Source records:
=== Begin Enclosure ===

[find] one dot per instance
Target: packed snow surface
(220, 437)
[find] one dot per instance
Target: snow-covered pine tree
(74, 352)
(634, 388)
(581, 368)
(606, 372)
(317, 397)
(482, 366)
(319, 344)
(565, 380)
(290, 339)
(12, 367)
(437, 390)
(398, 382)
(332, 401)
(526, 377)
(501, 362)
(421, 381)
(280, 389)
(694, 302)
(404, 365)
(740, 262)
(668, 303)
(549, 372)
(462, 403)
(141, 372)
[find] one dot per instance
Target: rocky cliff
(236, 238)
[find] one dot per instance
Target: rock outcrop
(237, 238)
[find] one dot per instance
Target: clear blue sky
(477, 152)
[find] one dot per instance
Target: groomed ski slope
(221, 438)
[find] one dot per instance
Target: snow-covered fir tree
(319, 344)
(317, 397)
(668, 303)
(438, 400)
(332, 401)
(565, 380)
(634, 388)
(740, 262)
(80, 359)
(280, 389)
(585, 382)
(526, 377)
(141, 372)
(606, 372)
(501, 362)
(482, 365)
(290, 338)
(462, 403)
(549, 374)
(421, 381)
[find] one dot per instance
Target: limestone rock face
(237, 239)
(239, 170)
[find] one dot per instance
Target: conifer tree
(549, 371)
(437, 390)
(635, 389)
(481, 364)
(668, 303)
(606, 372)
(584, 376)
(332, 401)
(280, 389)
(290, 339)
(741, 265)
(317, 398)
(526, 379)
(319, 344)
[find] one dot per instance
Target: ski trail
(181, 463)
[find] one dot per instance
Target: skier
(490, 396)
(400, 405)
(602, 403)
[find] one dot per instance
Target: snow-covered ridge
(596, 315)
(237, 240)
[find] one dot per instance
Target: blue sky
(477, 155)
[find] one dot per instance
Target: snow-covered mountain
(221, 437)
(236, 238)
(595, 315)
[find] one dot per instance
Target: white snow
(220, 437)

=== End Enclosure ===

TASK INSTRUCTIONS: Copy the records above exactly.

RESULT FOR THIS EXERCISE:
[find] one dot per instance
Target: packed snow surface
(220, 437)
[find] one dot per instance
Target: snow-covered pine tree
(74, 352)
(634, 388)
(581, 368)
(606, 372)
(317, 397)
(482, 366)
(319, 344)
(565, 380)
(290, 339)
(12, 367)
(437, 390)
(398, 382)
(332, 401)
(526, 377)
(501, 362)
(421, 381)
(280, 389)
(694, 302)
(404, 365)
(740, 262)
(668, 303)
(549, 372)
(462, 403)
(141, 372)
[find] one dot per instance
Target: rocky cliff
(236, 238)
[find] one dot per instance
Target: rock outcrop
(237, 238)
[find] one dot per instance
Target: clear blue sky
(477, 152)
[find] one dot per instance
Target: groomed ski slope
(221, 438)
[find] one dot per instance
Target: snow-covered fir tree
(319, 344)
(317, 397)
(668, 303)
(438, 400)
(332, 401)
(565, 380)
(634, 388)
(740, 262)
(80, 359)
(280, 389)
(585, 382)
(526, 377)
(141, 372)
(606, 372)
(501, 362)
(482, 365)
(290, 338)
(462, 403)
(549, 374)
(421, 381)
[find] one dot per instance
Target: limestone rock face
(237, 239)
(239, 170)
[find] one dot per instance
Target: conifer tree
(549, 371)
(437, 390)
(635, 389)
(481, 364)
(668, 303)
(606, 372)
(584, 376)
(332, 401)
(280, 389)
(290, 339)
(741, 265)
(317, 398)
(526, 379)
(319, 344)
[find] one dot per instance
Target: ski trail
(181, 463)
[find] one dot per instance
Target: skier
(490, 396)
(400, 405)
(602, 403)
[find] one dot per instance
Target: snow-covered ridge
(596, 315)
(237, 240)
[find] one dot per instance
Target: blue sky
(477, 155)
[find] one dot per instance
Target: snow-covered mountain
(221, 437)
(236, 238)
(595, 315)
[find] one dot per instance
Target: white snow
(220, 437)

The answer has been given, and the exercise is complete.